** start of Extract **

Holding: The Court held that a public official may be convicted under the Hobbs Act if he obtains payment he is not entitled to, knowing the payment was made in return for specific official acts, without proof of an official demand.

Real World Impact:
  • Allows federal extortion prosecutions for officials who accept payments tied to official acts.
  • Means prosecutors need not prove the official formally demanded the payment.
  • May expand federal reach into some local corruption investigations.
Topics: public corruption, campaign contributions, bribery and extortion, federal criminal law

Summary

Background

A county commissioner in suburban Atlanta met secretly with an undercover FBI agent posing as a property developer who wanted a zoning change. The official took $7,000 in cash and a $1,000 campaign check and did not report the cash on his tax return. He was tried and convicted for extortion under the Hobbs Act and for filing a false tax return.

** end of Extract **
** start of Given information **

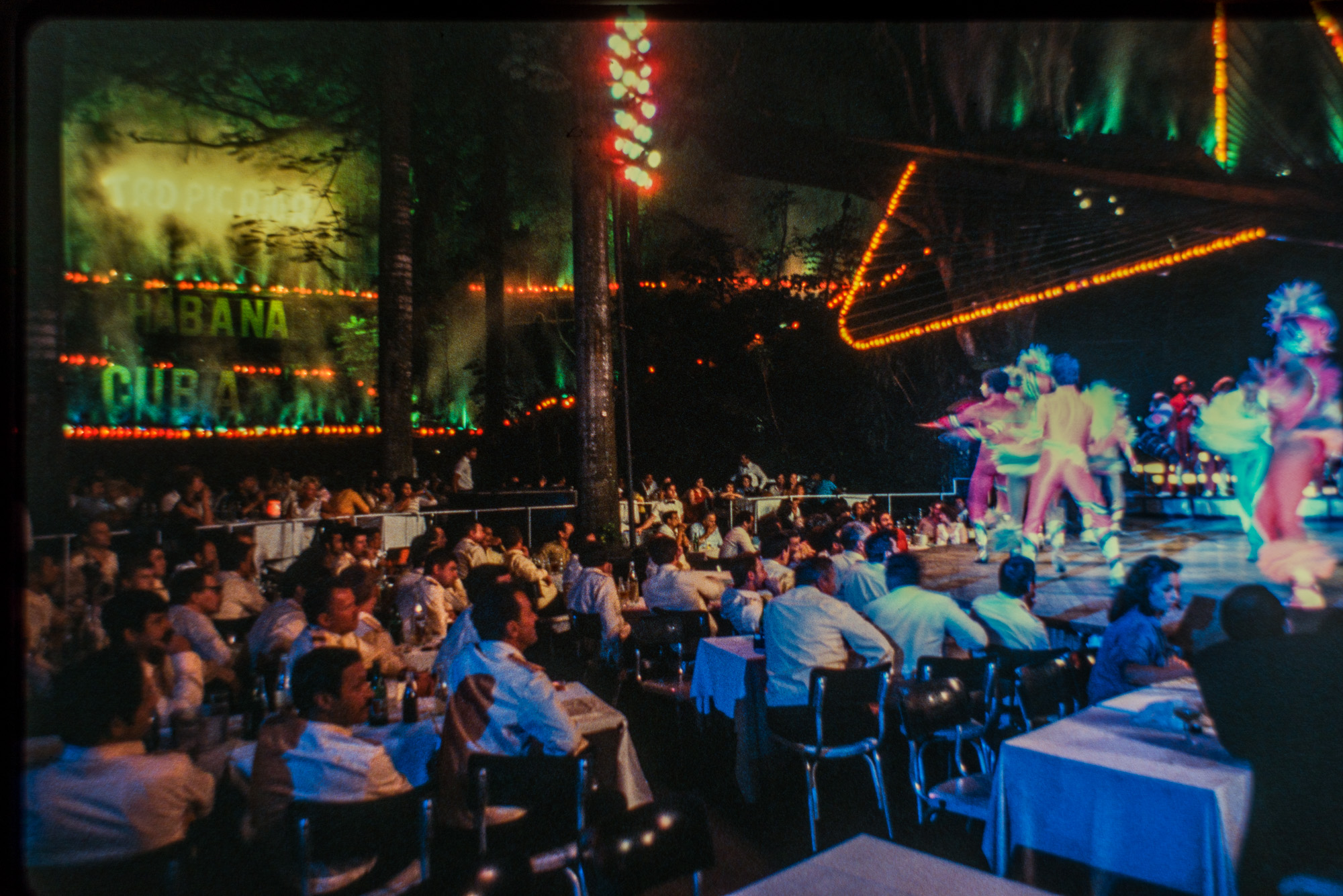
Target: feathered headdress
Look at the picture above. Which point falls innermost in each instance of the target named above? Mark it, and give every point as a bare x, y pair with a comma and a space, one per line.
1032, 364
1301, 317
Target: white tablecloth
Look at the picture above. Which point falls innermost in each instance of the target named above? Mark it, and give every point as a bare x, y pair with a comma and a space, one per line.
871, 866
730, 677
1123, 799
592, 714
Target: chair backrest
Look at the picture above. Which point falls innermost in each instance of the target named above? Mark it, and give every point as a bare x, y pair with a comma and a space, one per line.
927, 707
154, 874
555, 784
636, 851
1046, 691
342, 831
845, 695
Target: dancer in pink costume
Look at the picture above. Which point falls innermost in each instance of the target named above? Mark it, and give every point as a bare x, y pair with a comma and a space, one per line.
974, 421
1302, 392
1066, 421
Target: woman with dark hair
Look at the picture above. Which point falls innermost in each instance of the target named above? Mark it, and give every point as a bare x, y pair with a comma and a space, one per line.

** end of Given information **

→ **Set of tasks**:
- a) According to the case summary, why don't prosecutors have to prove that the official formally demanded the payment? Answer in one to three sentences.
- b) Can you repeat the case summary word for word, starting at "A county commissioner" and ending at "false tax return."?

→ **Exercise solutions**:
- a) The Court held that a public official can be convicted under the Hobbs Act if he obtains a payment he is not entitled to, knowing it was made in return for specific official acts. Proof of an official demand is not required for that conviction.

- b)
A county commissioner in suburban Atlanta met secretly with an undercover FBI agent posing as a property developer who wanted a zoning change. The official took $7,000 in cash and a $1,000 campaign check and did not report the cash on his tax return. He was tried and convicted for extortion under the Hobbs Act and for filing a false tax return.